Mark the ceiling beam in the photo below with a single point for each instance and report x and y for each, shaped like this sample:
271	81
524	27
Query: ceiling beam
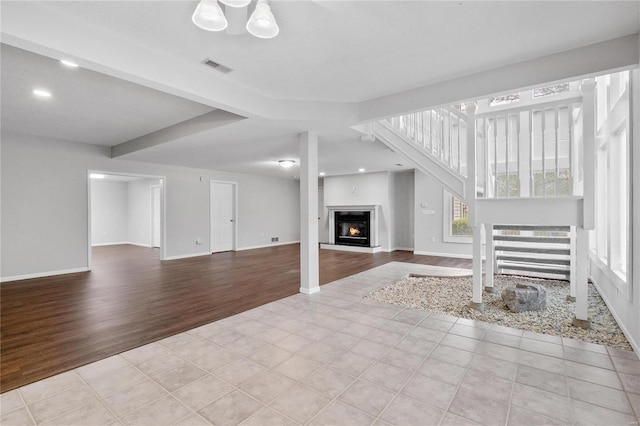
199	124
27	25
572	64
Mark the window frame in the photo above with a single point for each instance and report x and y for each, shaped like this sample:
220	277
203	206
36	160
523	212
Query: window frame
447	218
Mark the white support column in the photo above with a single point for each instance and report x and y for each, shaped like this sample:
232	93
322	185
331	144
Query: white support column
470	201
470	187
582	286
309	251
476	300
573	267
588	88
490	258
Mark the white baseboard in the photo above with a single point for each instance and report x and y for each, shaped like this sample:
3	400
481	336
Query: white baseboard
139	245
267	245
43	274
185	256
109	244
635	345
120	243
455	255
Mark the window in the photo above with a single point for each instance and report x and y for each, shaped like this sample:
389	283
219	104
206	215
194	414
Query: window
456	228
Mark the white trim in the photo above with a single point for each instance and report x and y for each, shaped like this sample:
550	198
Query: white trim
151	234
111	244
354	249
454	255
401	249
43	274
283	243
122	243
447	213
185	256
635	345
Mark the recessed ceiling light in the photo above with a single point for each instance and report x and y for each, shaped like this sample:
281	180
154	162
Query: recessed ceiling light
286	163
68	63
42	93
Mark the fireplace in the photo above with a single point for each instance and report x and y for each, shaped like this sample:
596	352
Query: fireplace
353	228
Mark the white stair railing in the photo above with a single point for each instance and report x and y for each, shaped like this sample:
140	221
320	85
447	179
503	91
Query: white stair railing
440	133
525	149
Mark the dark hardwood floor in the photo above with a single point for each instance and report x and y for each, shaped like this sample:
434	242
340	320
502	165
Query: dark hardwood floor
130	298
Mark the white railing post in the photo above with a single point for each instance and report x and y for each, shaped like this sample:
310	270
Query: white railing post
489	258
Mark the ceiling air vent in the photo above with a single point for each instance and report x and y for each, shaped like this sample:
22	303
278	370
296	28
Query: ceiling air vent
216	66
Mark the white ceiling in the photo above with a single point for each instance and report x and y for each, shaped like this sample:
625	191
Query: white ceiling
85	106
329	54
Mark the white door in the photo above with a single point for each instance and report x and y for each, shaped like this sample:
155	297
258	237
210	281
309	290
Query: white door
155	203
222	216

Requirement:
Format all the records above as a JSON list of strings, one string per line, with blank lines dropped and the pictures left out.

The result:
[
  "Mark the ceiling beam in the photo below with a single point for each instance and report x and y for each, shaped like this sample:",
  "271\t81",
  "524\t27",
  "Query: ceiling beam",
  "199\t124",
  "27\t25",
  "572\t64",
  "Mark the window frame in the photo above with a single point for each instance and report x and y for each, shaped like this sample:",
  "220\t277",
  "203\t206",
  "36\t160",
  "523\t212",
  "Query: window frame",
  "447\t218",
  "Mark the white support column in the photo above with a single point for each instance and report x and y for each, shaped like this sample:",
  "232\t93",
  "322\t185",
  "331\t144",
  "Query: white support column",
  "470\t201",
  "470\t187",
  "582\t286",
  "309\t251",
  "476\t300",
  "573\t267",
  "588\t88",
  "490\t258",
  "Mark the white baseboard in the photo above with a single point for each instance and report x and y for each, shaped like this sample:",
  "3\t400",
  "481\t336",
  "Query: white baseboard",
  "139\t245",
  "267\t245",
  "43\t274",
  "185\t256",
  "109\t244",
  "635\t345",
  "120\t243",
  "455\t255",
  "Mark the window in the photo above with a single point for each instance and report x and y for each, shaped like this sample:",
  "389\t283",
  "219\t104",
  "206\t215",
  "194\t414",
  "Query: window",
  "456\t228",
  "Mark the white trim in the photo above with a single point for each instance and report x and y for each, shaped like this sample:",
  "550\t198",
  "Query: white trim",
  "151\t234",
  "111\t244",
  "354\t249",
  "454\t255",
  "401\t249",
  "43\t274",
  "283\t243",
  "122\t243",
  "447\t213",
  "185\t256",
  "635\t345",
  "Mark the recessed ceiling light in the photo above with a single point for each instance and report x and y for each, shaped like this sample:",
  "281\t180",
  "154\t162",
  "Query: recessed ceiling light",
  "286\t163",
  "68\t63",
  "42\t93",
  "Mark the fireplace in the photo above with a single point for each instance and report x and y for each, shaped like this sample:",
  "596\t352",
  "Query: fireplace",
  "353\t228",
  "Mark the white stair railing in the photo above with a single point for each instance and report x and y for each, shaped like this sample:",
  "140\t221",
  "320\t85",
  "447\t179",
  "503\t91",
  "Query: white stair railing",
  "440\t133",
  "525\t149",
  "Mark the dark hardwood floor in the photo above with a single point for each instance and report x and y for each, shaped like this sample:",
  "434\t242",
  "340\t320",
  "502\t165",
  "Query: dark hardwood floor",
  "130\t298",
  "Mark the white railing post in the photo above with a single point for each instance and report x and y for each, shaped like this sample:",
  "310\t270",
  "Query: white railing post",
  "489\t258",
  "Mark the ceiling air vent in the photo above with a single point for each instance and report x and y for each, shaped like this sample:",
  "22\t303",
  "278\t370",
  "296\t28",
  "Query: ceiling air vent",
  "216\t66",
  "Mark the white ceiling in the photo above with a single point for each instance and report x and y for each, shaped like this sample:",
  "625\t191",
  "Query: white ceiling",
  "85\t106",
  "329\t54",
  "Mark the white door in the photo above with a single point for each instance and report x and y for each, shaped like this sample:",
  "155\t297",
  "258\t237",
  "210\t281",
  "309\t290",
  "Query: white door",
  "155\t203",
  "222\t216"
]